▶ **Natural-language object grounding data**

····················

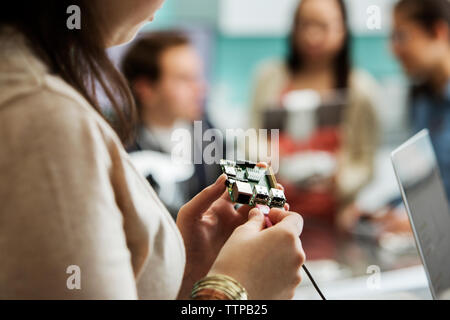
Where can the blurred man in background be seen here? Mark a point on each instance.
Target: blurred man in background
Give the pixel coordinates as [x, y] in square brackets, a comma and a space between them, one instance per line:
[166, 76]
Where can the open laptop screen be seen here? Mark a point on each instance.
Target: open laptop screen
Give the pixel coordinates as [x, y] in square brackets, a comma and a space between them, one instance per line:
[427, 205]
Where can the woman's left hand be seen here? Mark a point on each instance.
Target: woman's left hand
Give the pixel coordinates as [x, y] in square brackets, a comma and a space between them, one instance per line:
[206, 223]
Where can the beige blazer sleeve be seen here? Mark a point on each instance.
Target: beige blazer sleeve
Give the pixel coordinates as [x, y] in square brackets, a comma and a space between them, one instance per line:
[360, 137]
[49, 223]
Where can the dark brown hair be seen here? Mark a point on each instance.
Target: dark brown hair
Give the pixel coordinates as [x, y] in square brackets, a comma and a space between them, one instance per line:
[342, 62]
[77, 56]
[426, 13]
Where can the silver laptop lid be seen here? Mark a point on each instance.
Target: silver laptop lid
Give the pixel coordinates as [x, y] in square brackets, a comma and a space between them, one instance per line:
[424, 196]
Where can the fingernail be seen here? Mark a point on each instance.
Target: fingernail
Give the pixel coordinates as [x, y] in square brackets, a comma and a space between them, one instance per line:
[254, 212]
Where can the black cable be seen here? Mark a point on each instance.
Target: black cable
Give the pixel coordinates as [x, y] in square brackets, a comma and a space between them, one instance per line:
[313, 282]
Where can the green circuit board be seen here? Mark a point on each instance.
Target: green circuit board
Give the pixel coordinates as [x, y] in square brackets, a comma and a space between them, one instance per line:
[251, 184]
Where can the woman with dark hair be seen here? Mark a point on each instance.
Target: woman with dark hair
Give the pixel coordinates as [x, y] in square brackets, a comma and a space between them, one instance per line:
[319, 59]
[421, 41]
[72, 202]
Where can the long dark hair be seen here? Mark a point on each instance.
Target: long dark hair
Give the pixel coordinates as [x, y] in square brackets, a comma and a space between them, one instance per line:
[426, 14]
[342, 62]
[77, 56]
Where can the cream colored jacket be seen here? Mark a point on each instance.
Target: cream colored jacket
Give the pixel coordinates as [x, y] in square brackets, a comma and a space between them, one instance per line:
[69, 196]
[359, 128]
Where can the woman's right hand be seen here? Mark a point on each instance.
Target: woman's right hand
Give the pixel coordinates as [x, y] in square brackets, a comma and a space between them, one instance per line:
[267, 262]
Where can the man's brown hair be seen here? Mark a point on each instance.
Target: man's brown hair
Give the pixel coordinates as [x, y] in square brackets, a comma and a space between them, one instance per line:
[143, 59]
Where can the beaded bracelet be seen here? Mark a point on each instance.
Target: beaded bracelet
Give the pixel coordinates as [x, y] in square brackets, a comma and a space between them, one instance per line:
[218, 287]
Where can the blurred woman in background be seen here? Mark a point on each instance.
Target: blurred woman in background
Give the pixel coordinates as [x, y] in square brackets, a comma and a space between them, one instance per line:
[71, 199]
[421, 41]
[319, 59]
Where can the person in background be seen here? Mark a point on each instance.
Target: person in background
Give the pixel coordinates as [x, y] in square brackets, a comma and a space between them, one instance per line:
[319, 59]
[70, 196]
[421, 42]
[165, 74]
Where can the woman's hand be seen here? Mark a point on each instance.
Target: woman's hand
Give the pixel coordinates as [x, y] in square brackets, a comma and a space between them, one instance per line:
[206, 223]
[267, 262]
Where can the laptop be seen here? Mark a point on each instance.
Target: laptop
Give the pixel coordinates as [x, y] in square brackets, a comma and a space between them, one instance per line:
[425, 200]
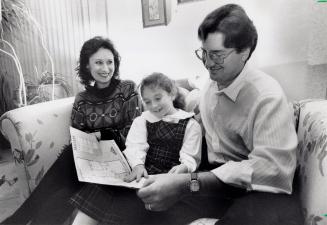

····················

Every line with "background" in it should be copied from the entries above.

Where can the blurred man in background be seen here? Mark a point on each instance.
Target: blurred man in background
Where can the blurred woman in background be seen here? Mark a point on each instance.
Target: blurred woman in background
Where can the person in background be seen here? Mark a point on each instance.
Target: person in background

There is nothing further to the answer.